▼
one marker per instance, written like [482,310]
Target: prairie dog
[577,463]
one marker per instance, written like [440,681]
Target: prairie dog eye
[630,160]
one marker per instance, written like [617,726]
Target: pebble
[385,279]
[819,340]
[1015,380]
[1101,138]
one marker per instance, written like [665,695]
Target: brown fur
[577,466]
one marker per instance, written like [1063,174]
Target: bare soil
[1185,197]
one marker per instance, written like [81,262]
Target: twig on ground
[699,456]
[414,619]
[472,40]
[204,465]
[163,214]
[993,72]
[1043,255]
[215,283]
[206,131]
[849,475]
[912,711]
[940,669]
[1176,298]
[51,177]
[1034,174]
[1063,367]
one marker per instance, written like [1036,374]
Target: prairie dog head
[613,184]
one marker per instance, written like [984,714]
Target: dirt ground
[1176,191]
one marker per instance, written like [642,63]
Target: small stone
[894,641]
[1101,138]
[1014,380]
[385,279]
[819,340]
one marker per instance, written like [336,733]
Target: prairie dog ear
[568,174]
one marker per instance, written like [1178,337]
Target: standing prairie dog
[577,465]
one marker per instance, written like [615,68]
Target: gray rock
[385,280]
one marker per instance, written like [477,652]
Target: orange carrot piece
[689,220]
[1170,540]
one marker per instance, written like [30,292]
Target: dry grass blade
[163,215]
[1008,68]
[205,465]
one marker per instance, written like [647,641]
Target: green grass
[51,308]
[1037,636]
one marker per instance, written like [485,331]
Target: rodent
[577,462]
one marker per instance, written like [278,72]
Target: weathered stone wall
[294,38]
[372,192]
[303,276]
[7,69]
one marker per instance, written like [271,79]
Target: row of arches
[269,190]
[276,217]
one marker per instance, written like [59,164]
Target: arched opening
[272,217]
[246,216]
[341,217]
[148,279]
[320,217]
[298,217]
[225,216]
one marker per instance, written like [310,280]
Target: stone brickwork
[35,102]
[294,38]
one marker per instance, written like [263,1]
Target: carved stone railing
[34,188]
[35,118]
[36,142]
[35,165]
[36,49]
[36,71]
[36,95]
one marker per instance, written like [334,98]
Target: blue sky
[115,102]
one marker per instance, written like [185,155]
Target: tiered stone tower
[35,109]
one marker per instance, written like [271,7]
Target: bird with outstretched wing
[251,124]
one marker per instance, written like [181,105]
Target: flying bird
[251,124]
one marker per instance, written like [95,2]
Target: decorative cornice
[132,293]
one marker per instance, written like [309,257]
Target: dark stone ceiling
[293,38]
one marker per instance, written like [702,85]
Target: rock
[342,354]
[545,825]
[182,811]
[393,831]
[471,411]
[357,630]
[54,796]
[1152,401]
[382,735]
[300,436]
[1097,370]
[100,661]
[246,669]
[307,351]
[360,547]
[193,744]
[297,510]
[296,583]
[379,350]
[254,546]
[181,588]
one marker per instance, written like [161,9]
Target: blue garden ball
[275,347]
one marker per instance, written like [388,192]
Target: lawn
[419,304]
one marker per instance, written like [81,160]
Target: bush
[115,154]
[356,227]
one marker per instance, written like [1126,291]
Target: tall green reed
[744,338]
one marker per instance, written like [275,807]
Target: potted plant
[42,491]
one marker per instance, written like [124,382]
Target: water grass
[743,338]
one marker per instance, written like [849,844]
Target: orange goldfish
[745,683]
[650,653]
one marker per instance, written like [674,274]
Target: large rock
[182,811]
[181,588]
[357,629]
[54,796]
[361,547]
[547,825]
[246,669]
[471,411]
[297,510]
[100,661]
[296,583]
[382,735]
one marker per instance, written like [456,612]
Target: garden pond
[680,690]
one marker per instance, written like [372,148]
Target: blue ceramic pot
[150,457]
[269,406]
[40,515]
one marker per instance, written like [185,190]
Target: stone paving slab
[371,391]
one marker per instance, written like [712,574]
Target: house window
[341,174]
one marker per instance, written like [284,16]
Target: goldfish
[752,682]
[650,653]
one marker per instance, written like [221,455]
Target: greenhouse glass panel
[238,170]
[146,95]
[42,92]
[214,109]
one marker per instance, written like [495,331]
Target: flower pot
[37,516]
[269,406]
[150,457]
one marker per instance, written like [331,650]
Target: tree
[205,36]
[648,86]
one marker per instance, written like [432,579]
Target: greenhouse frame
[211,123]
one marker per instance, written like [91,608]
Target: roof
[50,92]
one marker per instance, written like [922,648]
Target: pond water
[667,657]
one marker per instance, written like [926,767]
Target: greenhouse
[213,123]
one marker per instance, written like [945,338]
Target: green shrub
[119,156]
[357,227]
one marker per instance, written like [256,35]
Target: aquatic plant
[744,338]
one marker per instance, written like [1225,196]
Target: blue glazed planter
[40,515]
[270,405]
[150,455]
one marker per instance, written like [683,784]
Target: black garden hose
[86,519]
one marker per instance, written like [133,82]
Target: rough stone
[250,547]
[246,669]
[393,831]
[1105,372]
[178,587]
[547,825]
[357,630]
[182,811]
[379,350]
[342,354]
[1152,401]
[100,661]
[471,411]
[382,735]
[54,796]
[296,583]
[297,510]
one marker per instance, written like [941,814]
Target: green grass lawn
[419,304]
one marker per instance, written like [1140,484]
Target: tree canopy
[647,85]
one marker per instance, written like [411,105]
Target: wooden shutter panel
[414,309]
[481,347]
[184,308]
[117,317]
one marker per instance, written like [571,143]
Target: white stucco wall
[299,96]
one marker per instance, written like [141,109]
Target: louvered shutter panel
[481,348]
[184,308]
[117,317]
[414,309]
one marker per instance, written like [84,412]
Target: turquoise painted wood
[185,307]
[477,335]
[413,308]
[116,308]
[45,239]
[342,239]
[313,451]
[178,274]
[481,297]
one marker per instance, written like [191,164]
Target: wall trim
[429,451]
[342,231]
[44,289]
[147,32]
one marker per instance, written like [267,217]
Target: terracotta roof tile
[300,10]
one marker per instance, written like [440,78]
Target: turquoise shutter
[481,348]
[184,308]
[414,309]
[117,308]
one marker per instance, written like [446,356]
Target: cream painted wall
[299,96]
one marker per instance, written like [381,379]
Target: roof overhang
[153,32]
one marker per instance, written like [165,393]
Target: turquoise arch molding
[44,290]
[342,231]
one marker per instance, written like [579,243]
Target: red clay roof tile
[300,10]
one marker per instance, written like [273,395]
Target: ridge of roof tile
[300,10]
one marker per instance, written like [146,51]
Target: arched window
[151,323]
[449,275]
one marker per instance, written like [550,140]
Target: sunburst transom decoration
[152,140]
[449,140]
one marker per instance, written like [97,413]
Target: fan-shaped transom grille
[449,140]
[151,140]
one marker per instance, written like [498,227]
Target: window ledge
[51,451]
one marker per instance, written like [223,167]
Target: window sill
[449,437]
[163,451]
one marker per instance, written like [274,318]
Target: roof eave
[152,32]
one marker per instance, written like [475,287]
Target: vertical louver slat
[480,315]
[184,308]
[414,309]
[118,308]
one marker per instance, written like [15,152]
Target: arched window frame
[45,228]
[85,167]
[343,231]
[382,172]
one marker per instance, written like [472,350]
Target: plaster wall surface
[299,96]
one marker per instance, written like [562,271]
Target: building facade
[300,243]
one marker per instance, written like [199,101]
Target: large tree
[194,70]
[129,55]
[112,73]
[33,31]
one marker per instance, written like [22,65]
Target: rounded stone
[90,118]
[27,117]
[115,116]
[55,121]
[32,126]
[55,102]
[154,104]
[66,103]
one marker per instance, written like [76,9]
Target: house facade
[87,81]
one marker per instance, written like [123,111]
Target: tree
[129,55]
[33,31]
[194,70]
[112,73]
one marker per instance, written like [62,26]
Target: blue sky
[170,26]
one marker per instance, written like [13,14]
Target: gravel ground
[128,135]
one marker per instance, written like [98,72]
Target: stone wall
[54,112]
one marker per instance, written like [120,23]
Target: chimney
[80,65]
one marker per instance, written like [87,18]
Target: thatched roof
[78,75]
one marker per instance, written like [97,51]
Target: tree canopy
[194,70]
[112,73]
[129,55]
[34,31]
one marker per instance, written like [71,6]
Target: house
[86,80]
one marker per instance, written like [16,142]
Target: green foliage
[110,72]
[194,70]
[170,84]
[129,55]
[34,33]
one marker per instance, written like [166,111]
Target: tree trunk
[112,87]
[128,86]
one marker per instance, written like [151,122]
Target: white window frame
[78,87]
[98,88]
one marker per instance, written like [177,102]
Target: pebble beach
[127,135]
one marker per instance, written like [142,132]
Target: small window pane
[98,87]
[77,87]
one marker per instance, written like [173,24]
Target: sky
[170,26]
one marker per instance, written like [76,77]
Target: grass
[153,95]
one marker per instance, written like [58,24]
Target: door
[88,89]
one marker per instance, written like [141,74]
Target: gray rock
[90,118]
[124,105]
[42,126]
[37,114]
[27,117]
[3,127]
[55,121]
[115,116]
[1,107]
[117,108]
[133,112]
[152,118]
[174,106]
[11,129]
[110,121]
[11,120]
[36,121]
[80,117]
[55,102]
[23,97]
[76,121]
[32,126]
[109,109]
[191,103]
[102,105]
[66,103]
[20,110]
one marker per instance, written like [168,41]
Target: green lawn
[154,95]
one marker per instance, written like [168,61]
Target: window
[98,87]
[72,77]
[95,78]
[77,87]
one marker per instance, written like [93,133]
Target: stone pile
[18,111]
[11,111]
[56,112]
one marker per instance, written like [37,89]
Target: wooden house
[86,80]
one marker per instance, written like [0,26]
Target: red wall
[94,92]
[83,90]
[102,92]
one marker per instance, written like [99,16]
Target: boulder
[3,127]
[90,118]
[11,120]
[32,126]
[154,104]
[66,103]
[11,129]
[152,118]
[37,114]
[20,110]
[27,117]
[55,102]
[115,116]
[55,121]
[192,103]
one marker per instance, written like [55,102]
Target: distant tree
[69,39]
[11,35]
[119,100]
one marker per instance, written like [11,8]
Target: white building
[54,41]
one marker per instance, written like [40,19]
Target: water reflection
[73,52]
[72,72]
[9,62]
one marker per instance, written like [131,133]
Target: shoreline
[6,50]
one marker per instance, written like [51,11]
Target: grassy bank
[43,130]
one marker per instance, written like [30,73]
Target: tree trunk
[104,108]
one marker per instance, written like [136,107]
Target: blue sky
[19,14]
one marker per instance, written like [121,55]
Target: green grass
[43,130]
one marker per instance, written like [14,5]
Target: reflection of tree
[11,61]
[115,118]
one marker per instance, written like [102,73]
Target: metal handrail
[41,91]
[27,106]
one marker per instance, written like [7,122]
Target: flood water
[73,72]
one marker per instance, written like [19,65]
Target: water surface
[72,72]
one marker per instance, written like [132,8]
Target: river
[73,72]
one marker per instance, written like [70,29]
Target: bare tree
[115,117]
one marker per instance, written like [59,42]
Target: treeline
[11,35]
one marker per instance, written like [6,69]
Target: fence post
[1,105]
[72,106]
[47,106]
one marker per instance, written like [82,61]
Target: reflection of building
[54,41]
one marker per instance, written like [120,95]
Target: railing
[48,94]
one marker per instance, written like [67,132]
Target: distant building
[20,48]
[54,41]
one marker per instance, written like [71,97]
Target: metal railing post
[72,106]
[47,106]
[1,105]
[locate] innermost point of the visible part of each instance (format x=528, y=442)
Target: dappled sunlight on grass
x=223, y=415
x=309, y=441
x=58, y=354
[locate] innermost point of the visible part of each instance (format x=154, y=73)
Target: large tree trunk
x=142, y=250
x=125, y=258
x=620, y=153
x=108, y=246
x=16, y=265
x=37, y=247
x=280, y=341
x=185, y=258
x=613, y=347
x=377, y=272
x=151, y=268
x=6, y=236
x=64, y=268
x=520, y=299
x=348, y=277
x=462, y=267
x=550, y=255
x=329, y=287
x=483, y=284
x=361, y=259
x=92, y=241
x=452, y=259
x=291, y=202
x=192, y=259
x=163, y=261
▲
## PROMPT
Scan the material above for the word "point", and copy each line where it appears.

## OUTPUT BELOW
[locate] innermost point of the visible part of each instance (format x=528, y=442)
[locate] innermost point of the visible part of each instance (format x=154, y=73)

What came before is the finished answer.